━━━ DATA PROVIDED
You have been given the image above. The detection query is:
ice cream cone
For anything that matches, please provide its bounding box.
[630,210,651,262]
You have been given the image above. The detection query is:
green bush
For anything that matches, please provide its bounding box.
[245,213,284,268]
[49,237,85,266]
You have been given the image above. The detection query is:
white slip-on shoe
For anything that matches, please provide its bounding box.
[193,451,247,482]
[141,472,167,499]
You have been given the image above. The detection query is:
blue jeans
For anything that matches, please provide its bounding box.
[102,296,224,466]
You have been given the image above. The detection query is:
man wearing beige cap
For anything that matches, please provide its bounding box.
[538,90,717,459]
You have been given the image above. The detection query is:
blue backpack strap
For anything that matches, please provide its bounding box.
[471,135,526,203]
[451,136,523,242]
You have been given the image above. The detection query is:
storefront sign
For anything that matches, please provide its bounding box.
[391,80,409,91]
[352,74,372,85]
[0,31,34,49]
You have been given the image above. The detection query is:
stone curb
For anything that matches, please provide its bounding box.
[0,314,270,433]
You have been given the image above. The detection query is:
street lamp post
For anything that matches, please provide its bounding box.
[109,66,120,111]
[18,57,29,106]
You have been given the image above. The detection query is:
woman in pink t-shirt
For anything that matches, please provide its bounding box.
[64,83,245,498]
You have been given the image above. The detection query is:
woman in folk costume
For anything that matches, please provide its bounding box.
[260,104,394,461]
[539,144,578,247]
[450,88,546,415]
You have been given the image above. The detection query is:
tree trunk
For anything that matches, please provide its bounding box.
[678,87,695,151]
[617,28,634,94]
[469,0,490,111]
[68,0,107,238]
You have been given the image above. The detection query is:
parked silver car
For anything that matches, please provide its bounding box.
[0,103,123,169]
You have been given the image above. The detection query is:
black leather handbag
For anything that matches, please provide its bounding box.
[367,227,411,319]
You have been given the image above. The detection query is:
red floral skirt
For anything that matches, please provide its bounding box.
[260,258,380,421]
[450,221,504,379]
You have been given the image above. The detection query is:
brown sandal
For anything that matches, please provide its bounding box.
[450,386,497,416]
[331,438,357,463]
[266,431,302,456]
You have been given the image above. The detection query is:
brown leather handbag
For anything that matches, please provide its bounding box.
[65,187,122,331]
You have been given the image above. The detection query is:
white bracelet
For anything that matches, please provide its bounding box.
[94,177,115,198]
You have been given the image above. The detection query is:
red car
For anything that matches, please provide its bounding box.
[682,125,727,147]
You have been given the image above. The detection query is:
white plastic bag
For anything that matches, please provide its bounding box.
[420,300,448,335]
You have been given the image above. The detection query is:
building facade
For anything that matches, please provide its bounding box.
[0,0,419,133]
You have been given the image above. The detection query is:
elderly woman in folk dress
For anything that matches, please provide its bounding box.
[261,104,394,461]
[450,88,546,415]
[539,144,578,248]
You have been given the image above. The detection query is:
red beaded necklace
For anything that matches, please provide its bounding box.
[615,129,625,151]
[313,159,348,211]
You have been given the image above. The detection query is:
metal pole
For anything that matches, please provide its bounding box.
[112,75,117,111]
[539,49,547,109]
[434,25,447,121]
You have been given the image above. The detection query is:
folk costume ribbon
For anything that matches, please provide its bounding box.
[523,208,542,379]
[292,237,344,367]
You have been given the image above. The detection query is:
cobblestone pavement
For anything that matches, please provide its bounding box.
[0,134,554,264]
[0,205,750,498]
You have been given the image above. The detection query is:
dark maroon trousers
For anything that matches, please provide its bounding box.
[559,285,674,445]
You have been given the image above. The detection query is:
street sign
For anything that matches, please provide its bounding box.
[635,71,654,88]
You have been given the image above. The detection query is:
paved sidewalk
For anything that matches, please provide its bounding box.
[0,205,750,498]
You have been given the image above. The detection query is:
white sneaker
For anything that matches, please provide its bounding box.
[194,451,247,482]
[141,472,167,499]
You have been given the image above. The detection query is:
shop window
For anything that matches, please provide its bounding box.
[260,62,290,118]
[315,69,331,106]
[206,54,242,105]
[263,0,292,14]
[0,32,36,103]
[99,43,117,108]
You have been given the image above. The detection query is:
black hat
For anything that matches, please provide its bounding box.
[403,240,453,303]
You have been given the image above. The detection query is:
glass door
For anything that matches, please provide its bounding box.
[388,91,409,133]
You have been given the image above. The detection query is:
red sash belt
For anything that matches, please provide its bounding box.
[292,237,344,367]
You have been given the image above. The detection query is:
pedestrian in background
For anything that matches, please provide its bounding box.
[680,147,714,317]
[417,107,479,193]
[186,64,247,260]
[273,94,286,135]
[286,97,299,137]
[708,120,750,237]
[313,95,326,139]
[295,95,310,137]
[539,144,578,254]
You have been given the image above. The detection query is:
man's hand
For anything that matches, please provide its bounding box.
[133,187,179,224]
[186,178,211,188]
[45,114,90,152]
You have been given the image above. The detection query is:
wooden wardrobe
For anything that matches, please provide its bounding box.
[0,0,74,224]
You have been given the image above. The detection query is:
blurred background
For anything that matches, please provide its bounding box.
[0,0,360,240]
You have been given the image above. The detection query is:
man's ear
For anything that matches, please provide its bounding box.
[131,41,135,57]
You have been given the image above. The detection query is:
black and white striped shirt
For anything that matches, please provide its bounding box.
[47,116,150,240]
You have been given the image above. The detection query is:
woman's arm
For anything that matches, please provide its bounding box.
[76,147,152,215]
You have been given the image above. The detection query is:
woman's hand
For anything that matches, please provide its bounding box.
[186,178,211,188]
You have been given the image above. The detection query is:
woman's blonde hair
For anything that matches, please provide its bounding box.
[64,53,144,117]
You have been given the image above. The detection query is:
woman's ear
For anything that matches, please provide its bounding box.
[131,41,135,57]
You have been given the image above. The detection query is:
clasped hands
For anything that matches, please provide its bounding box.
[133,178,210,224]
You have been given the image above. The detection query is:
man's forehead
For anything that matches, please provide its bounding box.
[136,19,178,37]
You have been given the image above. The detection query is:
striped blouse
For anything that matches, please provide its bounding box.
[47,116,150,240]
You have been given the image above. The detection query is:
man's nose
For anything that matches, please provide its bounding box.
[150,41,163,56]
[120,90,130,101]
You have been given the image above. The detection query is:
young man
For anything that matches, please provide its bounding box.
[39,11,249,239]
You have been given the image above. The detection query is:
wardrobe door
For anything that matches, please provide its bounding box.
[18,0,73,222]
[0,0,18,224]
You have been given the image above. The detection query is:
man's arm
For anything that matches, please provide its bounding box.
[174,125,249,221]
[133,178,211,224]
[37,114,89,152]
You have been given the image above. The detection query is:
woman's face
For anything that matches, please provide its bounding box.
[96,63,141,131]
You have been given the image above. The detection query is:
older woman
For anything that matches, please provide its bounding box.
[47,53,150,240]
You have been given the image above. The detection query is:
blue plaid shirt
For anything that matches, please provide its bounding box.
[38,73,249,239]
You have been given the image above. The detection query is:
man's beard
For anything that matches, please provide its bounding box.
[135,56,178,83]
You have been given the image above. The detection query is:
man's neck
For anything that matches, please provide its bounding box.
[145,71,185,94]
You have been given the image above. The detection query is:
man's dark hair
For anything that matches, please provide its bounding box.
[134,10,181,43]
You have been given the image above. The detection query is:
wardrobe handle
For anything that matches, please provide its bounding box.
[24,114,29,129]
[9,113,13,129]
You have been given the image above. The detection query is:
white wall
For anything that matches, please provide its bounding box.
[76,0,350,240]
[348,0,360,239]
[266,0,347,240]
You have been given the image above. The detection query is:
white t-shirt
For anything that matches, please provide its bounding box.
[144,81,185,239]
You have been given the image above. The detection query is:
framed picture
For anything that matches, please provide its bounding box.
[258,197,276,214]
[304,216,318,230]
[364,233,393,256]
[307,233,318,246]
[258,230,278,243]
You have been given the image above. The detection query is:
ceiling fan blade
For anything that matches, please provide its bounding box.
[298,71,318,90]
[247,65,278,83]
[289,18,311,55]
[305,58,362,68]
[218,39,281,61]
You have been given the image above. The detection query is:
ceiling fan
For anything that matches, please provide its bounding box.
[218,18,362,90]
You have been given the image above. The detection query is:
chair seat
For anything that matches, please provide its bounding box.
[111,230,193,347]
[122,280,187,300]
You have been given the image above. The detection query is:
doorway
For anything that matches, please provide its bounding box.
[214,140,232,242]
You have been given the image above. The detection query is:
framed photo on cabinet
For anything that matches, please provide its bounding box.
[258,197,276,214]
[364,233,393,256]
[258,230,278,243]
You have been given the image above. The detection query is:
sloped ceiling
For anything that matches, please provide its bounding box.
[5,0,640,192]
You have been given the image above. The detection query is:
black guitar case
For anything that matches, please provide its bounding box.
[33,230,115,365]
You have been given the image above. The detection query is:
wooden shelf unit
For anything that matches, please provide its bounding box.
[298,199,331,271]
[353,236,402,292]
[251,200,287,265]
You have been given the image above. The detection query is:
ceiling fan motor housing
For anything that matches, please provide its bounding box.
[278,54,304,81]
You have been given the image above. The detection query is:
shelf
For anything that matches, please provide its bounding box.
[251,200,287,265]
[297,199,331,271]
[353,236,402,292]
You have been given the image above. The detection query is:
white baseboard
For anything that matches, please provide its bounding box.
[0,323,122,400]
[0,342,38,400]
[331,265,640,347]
━━━━━━
▶ _WHAT TO PRODUCE_: Copy the items from the start through the line containing "[630,210,651,262]", substituting "frozen yogurt cone" for "ice cream cone" and leaving everything else unchanged.

▶ _WRITTEN ANSWER_:
You have been given the image above. The detection query is:
frozen yogurt cone
For anything that matches, please provide its bounding box.
[630,210,651,262]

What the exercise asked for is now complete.